MOYENS ANNEXES au présent arrêt
Moyens produits par la SCP Lyon-Caen, Fabiani et Thiriez, avocat aux Conseils pour Mme Y..., veuve X...,
PREMIER MOYEN DE CASSATION
Ce moyen reproche à l'arrêt confirmatif attaqué d'avoir débouté Madame Y... veuve X... de sa demande tendant à l'attribution du quart en pleine propriété de la succession de son époux prédécédé ;
AUX MOTIFS que, par actes des 3 novembre 1999 et 5 juin 2001, Jacques X... lui avait fait donation, pour le cas où elle lui survivrait, de l'usufruit d'un appartement à Cannes et avait déclaré la priver de ses droits de jouissance légale prévus par l'article 767 du Code civil ;
ET AUX MOTIFS ADOPTES qu'il ressort des actes notariés et du testament olographe que le de cujus exprimait clairement sa volonté de voir son épouse disposer du seul usufruit de l'appartement de Cannes ; que s'il n'entendait pas priver son épouse de ses droits, il souhaitait également les limiter de façon à ne pas porter atteinte aux droits de sa descendance ; que la loi nouvelle ne peut créer pour le donateur une situation plus défavorable au regard de sa volonté initiale qu'il avait exprimée de son vivant sous l'empire des textes anciens ;
ALORS QU'il résulte des constatations de l'arrêt attaqué que les dispositions à cause de mort prises par Jacques X... ne portaient que sur l'assiette de l'usufruit auquel Madame Y... pouvait alors prétendre et qu'il n'avait pas exprimé la volonté de la priver des droits en pleine propriété résultant de la loi du 3 décembre 2001, si bien qu'en statuant comme elle l'a fait la Cour d'appel a violé les articles 757 et 1134 du Code civil.

** Consignes de travail **
Répondez s'il vous plaît à ces questions d'après le document source :
1. Quelle SCP a produit les moyens ?
2. De quelles dates sont les actes par lesquels Jacques X... a fait la donation ?
3. Selon le moyen, quels articles du Code civil la Cour d'appel a-t-elle violés ?

** Enregistrements d'annotation spatiale **
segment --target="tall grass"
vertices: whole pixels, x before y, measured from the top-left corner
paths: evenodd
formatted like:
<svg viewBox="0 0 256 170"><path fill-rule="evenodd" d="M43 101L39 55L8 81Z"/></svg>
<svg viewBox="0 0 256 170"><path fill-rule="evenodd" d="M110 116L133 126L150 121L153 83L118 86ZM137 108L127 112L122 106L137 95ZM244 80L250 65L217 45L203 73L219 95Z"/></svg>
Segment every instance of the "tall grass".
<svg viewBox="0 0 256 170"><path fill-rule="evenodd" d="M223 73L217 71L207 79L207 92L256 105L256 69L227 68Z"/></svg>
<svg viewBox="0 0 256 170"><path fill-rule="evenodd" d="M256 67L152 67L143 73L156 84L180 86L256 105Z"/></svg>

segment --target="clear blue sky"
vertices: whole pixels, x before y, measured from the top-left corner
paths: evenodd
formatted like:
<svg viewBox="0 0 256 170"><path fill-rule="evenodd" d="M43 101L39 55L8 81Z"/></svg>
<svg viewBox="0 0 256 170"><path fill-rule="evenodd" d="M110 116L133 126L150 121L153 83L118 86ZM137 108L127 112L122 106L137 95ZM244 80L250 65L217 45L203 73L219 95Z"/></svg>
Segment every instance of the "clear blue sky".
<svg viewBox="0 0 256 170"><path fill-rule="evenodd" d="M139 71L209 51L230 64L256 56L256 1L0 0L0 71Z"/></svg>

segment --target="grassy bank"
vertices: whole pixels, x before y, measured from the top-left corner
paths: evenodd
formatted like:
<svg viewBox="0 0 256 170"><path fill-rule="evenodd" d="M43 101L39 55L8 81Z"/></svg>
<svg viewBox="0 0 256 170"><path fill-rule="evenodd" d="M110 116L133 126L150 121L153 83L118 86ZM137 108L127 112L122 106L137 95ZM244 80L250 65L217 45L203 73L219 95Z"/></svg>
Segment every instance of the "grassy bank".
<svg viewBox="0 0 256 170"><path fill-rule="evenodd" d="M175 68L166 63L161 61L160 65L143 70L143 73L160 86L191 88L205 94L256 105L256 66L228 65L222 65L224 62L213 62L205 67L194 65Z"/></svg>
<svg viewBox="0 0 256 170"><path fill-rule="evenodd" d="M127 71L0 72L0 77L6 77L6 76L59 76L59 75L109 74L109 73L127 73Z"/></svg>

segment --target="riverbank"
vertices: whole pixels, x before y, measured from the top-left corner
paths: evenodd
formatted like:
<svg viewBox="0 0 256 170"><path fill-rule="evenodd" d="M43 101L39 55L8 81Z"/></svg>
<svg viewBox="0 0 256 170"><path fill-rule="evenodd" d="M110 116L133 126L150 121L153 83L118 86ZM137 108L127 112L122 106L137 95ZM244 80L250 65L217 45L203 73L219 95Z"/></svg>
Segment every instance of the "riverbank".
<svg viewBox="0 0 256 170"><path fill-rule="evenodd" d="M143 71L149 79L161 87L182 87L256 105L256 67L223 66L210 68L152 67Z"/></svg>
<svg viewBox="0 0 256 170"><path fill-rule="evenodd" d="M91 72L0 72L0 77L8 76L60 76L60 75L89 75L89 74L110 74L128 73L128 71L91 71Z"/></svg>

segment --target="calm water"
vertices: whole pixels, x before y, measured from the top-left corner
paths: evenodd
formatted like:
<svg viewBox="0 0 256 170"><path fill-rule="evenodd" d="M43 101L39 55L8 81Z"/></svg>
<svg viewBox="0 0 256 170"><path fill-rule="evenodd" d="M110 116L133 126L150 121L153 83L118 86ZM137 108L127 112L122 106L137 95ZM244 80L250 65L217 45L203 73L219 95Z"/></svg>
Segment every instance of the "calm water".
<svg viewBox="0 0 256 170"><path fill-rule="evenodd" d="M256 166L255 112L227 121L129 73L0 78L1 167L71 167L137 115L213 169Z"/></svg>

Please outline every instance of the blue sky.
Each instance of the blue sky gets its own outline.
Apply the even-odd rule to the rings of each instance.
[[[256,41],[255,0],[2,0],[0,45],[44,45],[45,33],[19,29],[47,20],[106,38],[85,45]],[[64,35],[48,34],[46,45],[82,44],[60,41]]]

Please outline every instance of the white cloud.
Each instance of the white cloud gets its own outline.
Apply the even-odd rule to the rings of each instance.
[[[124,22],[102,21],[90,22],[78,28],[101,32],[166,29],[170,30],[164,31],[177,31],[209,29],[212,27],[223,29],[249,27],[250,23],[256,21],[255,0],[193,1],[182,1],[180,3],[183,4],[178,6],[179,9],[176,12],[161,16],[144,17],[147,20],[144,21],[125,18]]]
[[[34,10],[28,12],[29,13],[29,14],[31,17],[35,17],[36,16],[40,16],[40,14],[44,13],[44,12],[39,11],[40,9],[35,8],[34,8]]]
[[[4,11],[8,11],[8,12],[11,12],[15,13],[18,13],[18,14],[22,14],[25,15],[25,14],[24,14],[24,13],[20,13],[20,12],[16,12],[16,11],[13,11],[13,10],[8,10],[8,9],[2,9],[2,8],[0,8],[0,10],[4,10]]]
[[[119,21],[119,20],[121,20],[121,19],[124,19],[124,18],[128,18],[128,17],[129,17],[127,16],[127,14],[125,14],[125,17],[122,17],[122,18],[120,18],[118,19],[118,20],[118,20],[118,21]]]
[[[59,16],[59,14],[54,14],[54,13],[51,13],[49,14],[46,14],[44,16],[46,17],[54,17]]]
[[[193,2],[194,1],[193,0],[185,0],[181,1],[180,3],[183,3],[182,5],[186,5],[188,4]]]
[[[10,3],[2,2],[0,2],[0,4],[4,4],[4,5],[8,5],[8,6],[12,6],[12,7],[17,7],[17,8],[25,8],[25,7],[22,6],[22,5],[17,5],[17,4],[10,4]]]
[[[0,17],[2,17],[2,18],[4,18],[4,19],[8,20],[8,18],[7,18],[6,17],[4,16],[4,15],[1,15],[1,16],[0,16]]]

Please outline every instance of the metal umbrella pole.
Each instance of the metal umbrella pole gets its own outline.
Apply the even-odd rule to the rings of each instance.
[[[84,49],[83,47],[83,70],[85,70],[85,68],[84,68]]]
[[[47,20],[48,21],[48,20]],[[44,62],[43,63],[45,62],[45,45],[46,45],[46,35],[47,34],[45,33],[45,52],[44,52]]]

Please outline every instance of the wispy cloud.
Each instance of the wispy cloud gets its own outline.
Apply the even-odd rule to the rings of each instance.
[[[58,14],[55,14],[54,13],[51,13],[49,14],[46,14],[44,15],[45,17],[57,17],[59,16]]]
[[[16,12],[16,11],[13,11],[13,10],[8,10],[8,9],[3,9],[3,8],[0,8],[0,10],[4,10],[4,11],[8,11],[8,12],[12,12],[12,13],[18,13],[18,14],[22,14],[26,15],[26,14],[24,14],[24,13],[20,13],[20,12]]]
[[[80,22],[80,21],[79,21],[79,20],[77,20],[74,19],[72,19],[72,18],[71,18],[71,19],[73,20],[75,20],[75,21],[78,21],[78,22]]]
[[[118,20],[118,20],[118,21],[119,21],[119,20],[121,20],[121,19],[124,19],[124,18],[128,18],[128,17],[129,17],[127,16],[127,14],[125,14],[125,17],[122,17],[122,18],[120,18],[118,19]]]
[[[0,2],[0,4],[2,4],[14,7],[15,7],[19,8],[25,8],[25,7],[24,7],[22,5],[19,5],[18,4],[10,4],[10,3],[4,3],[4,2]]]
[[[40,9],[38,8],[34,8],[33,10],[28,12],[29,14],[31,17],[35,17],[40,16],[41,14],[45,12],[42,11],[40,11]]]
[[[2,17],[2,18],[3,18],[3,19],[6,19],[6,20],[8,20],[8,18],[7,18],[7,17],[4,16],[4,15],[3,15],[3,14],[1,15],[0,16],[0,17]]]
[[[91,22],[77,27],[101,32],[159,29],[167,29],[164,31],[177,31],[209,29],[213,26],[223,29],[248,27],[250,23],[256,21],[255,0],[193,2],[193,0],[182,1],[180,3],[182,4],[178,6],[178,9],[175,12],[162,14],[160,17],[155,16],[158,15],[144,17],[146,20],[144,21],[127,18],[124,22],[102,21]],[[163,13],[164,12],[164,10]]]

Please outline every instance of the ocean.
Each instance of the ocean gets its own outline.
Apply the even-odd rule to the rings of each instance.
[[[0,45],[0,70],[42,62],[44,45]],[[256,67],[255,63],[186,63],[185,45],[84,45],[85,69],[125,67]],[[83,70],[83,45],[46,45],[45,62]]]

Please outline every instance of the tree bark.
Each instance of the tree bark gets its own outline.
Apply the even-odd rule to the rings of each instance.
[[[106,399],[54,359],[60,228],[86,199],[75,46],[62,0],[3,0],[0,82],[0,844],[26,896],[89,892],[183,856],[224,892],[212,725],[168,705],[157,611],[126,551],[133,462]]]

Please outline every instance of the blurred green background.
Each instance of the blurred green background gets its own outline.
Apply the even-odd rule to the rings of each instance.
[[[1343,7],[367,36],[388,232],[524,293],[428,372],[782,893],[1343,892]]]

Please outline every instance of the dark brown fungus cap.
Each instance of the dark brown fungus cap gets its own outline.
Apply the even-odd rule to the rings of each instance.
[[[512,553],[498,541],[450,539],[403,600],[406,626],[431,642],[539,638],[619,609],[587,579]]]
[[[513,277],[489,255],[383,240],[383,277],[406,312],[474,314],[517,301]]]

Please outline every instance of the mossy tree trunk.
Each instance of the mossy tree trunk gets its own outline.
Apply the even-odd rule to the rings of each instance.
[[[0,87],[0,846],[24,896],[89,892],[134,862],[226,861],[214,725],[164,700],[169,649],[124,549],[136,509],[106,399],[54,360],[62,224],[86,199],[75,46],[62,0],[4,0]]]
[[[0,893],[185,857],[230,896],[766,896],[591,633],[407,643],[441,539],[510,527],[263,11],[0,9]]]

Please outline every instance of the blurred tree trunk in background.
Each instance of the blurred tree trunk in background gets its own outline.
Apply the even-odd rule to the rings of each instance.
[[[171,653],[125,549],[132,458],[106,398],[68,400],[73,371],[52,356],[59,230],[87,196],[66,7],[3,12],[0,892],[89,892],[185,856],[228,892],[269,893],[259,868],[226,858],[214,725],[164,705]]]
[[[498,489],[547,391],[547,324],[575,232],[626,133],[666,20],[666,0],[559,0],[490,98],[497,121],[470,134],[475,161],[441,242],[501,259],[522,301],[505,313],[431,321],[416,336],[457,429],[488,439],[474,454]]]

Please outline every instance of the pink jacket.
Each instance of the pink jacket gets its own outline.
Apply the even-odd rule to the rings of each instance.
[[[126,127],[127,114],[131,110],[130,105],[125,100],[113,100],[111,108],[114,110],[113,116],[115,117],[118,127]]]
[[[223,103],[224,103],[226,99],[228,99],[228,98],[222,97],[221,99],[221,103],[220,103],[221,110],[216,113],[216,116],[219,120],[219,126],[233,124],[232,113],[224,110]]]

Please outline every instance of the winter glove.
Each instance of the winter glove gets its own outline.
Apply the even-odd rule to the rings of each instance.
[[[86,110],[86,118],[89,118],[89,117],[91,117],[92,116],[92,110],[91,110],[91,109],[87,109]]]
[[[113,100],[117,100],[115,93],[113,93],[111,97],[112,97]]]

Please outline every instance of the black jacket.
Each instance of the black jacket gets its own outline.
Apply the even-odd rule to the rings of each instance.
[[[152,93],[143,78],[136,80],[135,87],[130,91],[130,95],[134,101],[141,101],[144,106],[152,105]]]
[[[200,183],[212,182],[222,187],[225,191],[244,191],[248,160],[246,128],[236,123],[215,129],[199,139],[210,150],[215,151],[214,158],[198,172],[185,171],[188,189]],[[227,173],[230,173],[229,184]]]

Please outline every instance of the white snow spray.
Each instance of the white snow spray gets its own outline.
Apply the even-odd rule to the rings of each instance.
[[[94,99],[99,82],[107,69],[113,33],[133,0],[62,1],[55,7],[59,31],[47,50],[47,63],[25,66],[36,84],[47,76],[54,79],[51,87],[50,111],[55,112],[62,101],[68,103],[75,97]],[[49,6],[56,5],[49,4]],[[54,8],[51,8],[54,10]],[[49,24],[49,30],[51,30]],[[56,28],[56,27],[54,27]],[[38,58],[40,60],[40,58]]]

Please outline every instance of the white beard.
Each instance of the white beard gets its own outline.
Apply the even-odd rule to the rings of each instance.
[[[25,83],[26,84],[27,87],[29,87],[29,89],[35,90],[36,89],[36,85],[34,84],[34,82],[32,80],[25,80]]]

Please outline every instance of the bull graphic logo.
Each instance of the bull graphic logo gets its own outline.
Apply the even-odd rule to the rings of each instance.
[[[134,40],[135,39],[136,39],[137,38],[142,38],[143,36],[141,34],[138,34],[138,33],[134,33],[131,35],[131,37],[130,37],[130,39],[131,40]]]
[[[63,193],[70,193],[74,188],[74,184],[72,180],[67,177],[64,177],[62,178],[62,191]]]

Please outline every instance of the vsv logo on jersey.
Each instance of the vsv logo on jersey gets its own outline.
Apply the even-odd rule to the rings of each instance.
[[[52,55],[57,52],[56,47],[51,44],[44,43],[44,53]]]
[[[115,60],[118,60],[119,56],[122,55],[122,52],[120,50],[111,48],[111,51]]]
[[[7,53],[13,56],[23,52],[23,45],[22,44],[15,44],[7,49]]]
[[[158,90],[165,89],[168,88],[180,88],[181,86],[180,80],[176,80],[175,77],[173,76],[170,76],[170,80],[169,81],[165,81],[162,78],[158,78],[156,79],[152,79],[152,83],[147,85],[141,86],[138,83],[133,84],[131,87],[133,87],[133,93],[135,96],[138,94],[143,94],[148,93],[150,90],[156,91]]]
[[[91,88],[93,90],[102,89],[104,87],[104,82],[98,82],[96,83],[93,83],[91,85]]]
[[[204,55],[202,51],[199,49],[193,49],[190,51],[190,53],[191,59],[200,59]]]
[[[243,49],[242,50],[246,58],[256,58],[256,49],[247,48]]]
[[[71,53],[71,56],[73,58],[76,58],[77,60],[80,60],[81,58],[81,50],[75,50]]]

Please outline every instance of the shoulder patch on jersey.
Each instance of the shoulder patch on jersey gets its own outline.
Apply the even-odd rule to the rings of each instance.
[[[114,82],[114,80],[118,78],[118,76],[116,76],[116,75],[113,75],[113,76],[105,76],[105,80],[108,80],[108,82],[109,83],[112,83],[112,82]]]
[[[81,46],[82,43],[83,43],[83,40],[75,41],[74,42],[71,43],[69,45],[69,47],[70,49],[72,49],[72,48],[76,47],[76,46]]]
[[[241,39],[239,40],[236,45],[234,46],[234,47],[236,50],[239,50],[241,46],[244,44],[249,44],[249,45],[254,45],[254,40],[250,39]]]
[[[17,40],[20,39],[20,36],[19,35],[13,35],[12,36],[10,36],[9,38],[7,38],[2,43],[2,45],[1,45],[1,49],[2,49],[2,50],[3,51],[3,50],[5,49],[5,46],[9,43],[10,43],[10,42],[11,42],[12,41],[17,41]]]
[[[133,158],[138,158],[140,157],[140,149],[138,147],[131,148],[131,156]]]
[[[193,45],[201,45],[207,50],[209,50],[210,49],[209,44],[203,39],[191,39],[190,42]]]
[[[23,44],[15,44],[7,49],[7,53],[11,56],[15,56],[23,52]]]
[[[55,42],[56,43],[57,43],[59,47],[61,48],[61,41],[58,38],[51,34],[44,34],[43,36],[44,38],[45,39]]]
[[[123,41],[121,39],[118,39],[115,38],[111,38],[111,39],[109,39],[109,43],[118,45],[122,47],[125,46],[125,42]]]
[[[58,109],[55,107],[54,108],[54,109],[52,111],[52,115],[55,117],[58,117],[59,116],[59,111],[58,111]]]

** Résultat **
1. La SCP Lyon-Caen, Fabiani et Thiriez.
2. Du 3 novembre 1999 et du 5 juin 2001.
3. Les articles 757 et 1134 du Code civil.